* [Extracted data]
================

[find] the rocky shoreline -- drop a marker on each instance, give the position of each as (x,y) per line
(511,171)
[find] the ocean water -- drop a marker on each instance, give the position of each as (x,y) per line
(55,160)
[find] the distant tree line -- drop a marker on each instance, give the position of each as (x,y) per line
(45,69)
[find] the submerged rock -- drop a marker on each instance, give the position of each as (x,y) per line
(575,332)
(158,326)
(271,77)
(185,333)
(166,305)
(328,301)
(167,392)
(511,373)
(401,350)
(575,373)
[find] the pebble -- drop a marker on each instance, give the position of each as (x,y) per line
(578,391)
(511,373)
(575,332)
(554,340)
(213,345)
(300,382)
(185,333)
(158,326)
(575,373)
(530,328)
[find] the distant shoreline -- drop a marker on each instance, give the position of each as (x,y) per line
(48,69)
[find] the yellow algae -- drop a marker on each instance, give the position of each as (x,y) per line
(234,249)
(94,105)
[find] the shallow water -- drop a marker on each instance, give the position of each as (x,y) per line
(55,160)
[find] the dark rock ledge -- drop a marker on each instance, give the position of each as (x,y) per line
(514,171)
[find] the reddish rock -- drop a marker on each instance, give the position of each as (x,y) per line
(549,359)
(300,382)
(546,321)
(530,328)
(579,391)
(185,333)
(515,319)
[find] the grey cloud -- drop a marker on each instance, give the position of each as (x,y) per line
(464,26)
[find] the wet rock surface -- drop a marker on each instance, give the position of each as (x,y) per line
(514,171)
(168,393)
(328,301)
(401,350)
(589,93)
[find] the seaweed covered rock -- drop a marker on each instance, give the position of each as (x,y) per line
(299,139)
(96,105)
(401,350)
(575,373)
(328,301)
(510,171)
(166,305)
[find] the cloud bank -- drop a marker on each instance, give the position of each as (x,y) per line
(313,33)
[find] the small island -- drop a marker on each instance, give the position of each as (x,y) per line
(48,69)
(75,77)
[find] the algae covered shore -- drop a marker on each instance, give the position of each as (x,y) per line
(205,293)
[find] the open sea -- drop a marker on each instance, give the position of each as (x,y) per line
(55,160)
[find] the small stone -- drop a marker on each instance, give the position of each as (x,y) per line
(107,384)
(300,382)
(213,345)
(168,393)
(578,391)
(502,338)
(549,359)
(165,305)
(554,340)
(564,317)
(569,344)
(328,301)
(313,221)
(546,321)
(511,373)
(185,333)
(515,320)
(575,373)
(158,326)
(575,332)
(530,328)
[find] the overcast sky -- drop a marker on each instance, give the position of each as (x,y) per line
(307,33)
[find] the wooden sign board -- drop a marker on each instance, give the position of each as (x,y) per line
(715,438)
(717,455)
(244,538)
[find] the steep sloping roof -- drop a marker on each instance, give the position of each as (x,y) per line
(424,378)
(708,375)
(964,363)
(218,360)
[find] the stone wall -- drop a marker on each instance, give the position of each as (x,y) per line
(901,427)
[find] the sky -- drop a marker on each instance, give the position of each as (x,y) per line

================

Extract every line of the listing above and reproduce each one verbatim, in its original order.

[find] the rocky shoreline -- drop a marker on each instance, give the position of each as (x,y) per line
(511,171)
[find] the ocean water -- drop a marker on each instance, give the position of each as (x,y) per line
(55,160)
[find] the distant tree line -- drop a marker on each instance, give the position of each as (x,y) per line
(45,69)
[find] the submerged rock -- drop a marker on each instance, give the position of each as (x,y) per line
(575,332)
(158,326)
(271,77)
(185,333)
(166,305)
(328,301)
(167,392)
(511,373)
(401,350)
(575,373)
[find] the pebble -- drop a marker on each instance, give the position of each as (x,y) per line
(578,391)
(511,373)
(575,332)
(554,340)
(213,345)
(300,382)
(185,333)
(158,326)
(575,373)
(530,328)
[find] the distant shoreline -- drop a marker on each instance, give the position of each as (x,y) per line
(48,69)
[find] the yellow algae -- drop a marker on each instance, give the position of each as (x,y) per line
(234,249)
(94,105)
[find] the shallow water -- drop a marker on each instance, give the position of each as (x,y) per line
(55,160)
[find] the dark rock ledge -- drop a marker on each instance, give the position of each as (x,y) per line
(514,171)
[find] the reddish rock -- drop a marker on each instance, give the position of each as (x,y) per line
(549,359)
(300,382)
(546,321)
(530,328)
(579,391)
(185,333)
(515,319)
[find] the grey cloud -- drop a marker on each instance, give the position of each as (x,y) per line
(464,26)
[find] the wet rock surface -- drop a marker on each instance, give the position of each as (x,y) per line
(514,171)
(168,393)
(328,301)
(401,350)
(589,93)
[find] the seaweed covered rock -- drop a marker on each instance, give the position of each as (x,y) per line
(299,139)
(96,105)
(401,350)
(575,373)
(328,301)
(510,171)
(166,305)
[find] the cloud bank -- drop a marker on each instance, give the position of each as (x,y) per line
(313,33)
[find] the small island -- drop a marker on each instance, give the position of each as (x,y) per line
(48,69)
(75,77)
[find] the algae covered shore -- drop a marker on each instance, give the position of each as (x,y) per line
(205,293)
[find] the open sea -- drop a marker on each instance, give the position of each as (x,y) per line
(55,160)
[find] the small stone -- drop a marker on each instance, give the position of each as (x,y) per line
(107,384)
(300,382)
(213,345)
(168,393)
(578,391)
(502,338)
(549,359)
(165,305)
(554,340)
(564,317)
(569,344)
(328,301)
(313,221)
(546,321)
(511,373)
(185,333)
(515,320)
(575,373)
(158,326)
(575,332)
(530,328)
[find] the overcast sky -- drop a marker on each instance, give the position of each as (x,y) per line
(307,33)
[find] the wooden sign board -- drop a marker on each instance, give the position of each as (x,y) per line
(715,438)
(717,455)
(244,538)
[find] the steep sloping roof -- drop a marker on each instance, give the position of each as (x,y) per line
(424,378)
(708,375)
(964,363)
(218,360)
[find] the stone wall -- drop a marker on each instance, give the position of each as (x,y) per line
(901,427)
[find] the sky -- drop a marker on each instance, give the position of each as (x,y) per line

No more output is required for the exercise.